*GIVEN INSTRUCTION 1:* From the court passage below, pull out the portion between "The May 5 conversation" and "against Daly.", inclusive.
::::
The pertinent discussions on the May 5, 1983 tape
were, according to Giardina's introduction, precipitated by Daly's May 4, 1983
telephone call to and meeting with Giardina to tell him that Matthews [**15] was threatening to go to the authorities if some
of his money were not returned to him. There was discussion, inter
alia, of Daly's having received at least $ 5,000 in cash directly from
Matthews and an additional $ 25,000 of Matthews's money from Miron. Giardina and
Castellano discussed the $ 15,000 of Matthews's money that they themselves had
received and shared; and Castellano described Matthews's threat to go to the
authorities as a problem "we" now have. These details were corroborated by the
trial testimony of Matthews or of Daly himself. Thus, Matthews testified that he
had paid Daly $ 5,000 in cash; that Miron had promised to help with the labor
problems but would have to pass out $ 100,000 to various "people"; that after
receiving money from Matthews, Miron told Matthews he had paid $ 25,000 of that
money to Daly; and that Miron's reaction to learning that Matthews had already
given Daly $ 10,000 was that Matthews should not have given the money to Daly
directly. Daly testified that in early May 1983, after Matthews had threatened
to go to the authorities if he did not get some of his money back, Daly
immediately informed Giardina of the threat. Thus the evidence independent
[**16] of the tape provided sufficient
corroboration of the detailed recorded statements to warrant a finding that the
taped conversation was reliable. Accordingly, the court could consider that tape
in determining whether there was in fact a conspiracy among Daly and the
participants in the taped conversations.
The May 5 conversation plainly
showed that Daly's receipt of a portion of Matthews's $ 100,000 was part of a
joint venture. Castellano stated, for example, that "the deal was a hundred," of
which Daly was to get $ 50,000 and "we" were to get the other $ 50,000; that
Daly was supposed to have given some of his $ 50,000 to [*1387] Thomas Patchell and that the Gambino family had
relied on Daly to do so ("We thought this man was gonna produce. All of a
sudden, we get a hold of Tom, Tom says he didn't get money."); and that the
family would have to give some money to Matthews in light of Daly's failure to
produce. These were statements that plainly were made in furtherance of a
continuing conspiracy, of which at least Castellano, Miron, Giardina, and Daly
were members, and the tape was thus properly admitted as substantive evidence
against Daly.
::::
*GIVEN INSTRUCTION 2:* How many lines in the records below contain the string "people"? Matching is case-sensitive; reply with the number alone.

*DATA LISTING:*
::::
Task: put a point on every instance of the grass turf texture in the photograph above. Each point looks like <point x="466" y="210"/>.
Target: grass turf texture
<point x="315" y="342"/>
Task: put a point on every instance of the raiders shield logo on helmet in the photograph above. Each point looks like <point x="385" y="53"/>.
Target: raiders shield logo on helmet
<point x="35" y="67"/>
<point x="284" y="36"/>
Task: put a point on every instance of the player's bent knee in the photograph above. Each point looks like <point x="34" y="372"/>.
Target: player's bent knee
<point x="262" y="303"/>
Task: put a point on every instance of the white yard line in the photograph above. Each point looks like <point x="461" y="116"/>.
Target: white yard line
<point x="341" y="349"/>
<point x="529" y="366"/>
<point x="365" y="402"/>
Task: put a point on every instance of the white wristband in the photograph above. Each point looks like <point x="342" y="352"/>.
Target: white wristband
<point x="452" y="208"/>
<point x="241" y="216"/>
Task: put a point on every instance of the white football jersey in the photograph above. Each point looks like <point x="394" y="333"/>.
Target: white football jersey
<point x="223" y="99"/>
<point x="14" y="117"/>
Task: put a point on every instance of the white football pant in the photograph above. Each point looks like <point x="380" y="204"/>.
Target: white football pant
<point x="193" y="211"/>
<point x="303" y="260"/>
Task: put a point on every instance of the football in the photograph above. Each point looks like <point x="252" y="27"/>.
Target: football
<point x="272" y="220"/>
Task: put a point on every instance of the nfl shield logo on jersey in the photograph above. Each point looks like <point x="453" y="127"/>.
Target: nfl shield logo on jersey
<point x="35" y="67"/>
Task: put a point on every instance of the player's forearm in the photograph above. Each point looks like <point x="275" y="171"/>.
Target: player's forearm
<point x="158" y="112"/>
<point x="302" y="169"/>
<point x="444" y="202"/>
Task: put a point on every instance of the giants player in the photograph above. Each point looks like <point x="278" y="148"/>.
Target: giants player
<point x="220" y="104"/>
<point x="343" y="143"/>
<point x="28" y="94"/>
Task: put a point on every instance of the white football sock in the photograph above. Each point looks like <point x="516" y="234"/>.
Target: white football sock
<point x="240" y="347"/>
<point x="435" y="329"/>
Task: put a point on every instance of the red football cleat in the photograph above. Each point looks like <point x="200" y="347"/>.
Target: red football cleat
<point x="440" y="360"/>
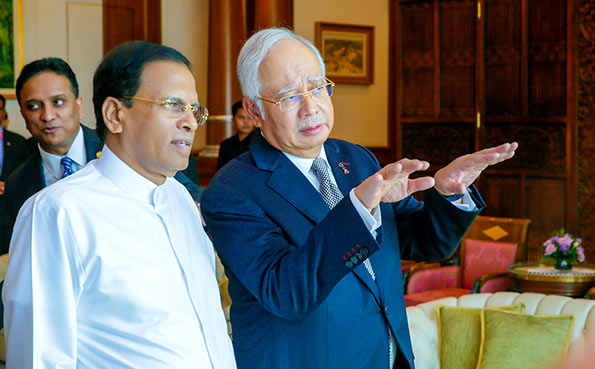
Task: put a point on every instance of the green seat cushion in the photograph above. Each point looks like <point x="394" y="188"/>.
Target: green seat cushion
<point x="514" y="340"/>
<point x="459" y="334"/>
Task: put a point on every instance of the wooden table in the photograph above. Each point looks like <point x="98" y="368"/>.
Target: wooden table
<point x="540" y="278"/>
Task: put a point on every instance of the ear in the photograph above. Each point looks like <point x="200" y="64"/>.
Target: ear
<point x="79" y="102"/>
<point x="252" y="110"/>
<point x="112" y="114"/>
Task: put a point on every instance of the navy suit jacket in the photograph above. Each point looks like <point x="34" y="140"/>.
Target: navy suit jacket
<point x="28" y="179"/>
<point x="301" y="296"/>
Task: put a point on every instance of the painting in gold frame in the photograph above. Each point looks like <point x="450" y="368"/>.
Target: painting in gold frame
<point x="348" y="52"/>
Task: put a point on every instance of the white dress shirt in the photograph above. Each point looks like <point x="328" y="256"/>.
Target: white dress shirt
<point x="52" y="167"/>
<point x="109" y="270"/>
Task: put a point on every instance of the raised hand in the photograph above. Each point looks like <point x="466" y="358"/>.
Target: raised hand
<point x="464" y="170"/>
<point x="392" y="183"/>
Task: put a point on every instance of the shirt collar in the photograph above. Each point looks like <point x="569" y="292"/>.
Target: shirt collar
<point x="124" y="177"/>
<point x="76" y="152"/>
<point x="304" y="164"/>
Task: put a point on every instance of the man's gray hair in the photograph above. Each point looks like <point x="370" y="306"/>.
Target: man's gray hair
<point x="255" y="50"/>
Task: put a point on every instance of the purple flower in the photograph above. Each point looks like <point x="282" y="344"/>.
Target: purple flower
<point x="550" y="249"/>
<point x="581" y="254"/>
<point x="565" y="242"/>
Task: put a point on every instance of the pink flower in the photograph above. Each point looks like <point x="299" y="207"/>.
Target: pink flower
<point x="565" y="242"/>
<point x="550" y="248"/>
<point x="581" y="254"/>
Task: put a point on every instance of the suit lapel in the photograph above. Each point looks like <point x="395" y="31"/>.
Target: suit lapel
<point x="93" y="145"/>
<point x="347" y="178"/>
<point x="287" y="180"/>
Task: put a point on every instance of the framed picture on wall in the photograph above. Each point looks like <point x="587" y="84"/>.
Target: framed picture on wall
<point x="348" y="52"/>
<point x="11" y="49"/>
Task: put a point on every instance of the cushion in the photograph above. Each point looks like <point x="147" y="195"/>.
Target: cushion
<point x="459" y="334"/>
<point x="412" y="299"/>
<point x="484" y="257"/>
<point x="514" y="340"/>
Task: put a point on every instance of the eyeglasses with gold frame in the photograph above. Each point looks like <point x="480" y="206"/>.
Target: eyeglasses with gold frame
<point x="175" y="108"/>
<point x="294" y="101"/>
::::
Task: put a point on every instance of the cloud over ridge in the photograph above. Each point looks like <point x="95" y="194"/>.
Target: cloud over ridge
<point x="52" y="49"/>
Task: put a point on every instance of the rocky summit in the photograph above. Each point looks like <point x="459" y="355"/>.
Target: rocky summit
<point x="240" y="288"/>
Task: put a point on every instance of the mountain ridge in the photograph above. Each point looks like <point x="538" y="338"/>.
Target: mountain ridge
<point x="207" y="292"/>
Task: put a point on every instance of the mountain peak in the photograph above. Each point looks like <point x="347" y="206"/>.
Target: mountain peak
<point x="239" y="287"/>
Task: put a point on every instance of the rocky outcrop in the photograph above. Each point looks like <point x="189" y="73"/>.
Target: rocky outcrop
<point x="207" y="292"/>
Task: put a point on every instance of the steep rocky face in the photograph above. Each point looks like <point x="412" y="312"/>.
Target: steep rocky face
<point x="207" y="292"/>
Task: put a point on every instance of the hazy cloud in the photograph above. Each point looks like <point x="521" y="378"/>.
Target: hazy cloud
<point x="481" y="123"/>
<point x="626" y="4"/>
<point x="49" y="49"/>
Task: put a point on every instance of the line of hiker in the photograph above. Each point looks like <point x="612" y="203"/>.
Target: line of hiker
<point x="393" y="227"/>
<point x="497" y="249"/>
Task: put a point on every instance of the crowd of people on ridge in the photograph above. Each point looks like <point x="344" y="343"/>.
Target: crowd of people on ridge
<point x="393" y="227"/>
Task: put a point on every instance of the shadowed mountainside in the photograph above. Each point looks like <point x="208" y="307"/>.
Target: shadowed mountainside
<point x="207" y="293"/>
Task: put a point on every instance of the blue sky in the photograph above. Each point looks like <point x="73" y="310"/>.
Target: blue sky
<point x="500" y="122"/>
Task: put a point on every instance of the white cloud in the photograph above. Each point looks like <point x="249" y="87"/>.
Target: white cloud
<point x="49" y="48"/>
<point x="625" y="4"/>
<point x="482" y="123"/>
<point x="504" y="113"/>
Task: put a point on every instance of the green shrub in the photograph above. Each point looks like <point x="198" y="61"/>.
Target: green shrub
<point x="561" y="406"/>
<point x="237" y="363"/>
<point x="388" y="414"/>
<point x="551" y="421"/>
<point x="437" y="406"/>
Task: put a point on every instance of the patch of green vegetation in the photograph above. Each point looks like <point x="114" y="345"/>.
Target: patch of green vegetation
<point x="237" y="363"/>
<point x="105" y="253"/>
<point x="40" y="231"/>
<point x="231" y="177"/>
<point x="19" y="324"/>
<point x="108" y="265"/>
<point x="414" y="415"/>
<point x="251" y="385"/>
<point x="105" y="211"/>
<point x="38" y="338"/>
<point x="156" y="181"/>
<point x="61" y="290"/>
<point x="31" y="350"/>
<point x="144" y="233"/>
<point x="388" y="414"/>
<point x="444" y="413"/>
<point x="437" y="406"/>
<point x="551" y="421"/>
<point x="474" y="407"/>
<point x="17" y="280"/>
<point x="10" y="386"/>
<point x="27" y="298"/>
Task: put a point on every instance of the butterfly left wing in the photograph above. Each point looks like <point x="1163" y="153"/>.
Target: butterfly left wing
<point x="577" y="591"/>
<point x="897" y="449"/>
::::
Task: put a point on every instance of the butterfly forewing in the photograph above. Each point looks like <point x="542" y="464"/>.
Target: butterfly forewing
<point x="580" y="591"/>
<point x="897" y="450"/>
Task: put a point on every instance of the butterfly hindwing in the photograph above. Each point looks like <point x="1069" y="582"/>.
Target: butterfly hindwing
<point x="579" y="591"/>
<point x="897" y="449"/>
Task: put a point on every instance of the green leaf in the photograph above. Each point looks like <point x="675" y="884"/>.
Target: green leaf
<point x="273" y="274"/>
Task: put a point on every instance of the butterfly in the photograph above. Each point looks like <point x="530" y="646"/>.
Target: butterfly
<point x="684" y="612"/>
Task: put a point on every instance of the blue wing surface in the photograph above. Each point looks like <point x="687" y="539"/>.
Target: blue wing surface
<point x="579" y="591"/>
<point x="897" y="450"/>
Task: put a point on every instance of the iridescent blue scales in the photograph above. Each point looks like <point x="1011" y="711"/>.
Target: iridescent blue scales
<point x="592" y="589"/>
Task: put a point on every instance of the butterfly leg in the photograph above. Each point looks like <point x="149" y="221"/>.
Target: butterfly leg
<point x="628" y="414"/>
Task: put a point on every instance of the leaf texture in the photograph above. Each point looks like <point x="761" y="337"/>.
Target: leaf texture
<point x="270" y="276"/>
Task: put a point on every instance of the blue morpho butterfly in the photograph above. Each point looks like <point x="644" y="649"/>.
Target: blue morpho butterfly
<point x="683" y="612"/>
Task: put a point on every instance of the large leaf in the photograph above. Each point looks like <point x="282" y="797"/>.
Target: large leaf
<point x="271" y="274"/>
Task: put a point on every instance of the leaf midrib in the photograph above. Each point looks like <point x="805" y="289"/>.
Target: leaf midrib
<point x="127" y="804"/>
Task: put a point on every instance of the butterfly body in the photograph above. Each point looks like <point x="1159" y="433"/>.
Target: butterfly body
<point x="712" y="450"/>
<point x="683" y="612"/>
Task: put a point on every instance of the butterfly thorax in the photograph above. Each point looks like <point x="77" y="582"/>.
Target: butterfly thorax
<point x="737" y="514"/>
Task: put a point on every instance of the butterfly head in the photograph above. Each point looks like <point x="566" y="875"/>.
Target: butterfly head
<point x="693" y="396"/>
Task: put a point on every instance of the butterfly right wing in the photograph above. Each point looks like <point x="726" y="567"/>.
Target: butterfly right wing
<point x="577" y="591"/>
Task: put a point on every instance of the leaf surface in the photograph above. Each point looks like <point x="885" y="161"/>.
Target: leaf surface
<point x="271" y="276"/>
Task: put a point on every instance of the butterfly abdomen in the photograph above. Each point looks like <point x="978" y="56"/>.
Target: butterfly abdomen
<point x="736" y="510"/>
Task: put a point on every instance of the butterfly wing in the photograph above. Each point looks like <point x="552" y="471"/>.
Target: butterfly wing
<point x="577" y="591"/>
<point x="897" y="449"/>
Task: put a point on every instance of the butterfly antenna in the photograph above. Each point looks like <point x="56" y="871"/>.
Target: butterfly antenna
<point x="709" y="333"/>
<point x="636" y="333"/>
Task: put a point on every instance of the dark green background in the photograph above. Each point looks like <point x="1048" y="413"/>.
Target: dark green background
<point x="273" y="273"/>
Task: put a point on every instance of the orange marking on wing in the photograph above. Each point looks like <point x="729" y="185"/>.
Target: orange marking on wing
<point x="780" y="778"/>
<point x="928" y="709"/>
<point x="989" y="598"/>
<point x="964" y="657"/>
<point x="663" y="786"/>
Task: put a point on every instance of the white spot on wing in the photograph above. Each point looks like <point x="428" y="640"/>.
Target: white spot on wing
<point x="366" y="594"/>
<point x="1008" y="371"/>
::::
*SOLUTION 1:*
The May 5 conversation plainly
showed that Daly's receipt of a portion of Matthews's $ 100,000 was part of a
joint venture. Castellano stated, for example, that "the deal was a hundred," of
which Daly was to get $ 50,000 and "we" were to get the other $ 50,000; that
Daly was supposed to have given some of his $ 50,000 to [*1387] Thomas Patchell and that the Gambino family had
relied on Daly to do so ("We thought this man was gonna produce. All of a
sudden, we get a hold of Tom, Tom says he didn't get money."); and that the
family would have to give some money to Matthews in light of Daly's failure to
produce. These were statements that plainly were made in furtherance of a
continuing conspiracy, of which at least Castellano, Miron, Giardina, and Daly
were members, and the tape was thus properly admitted as substantive evidence
against Daly.

*SOLUTION 2:* 2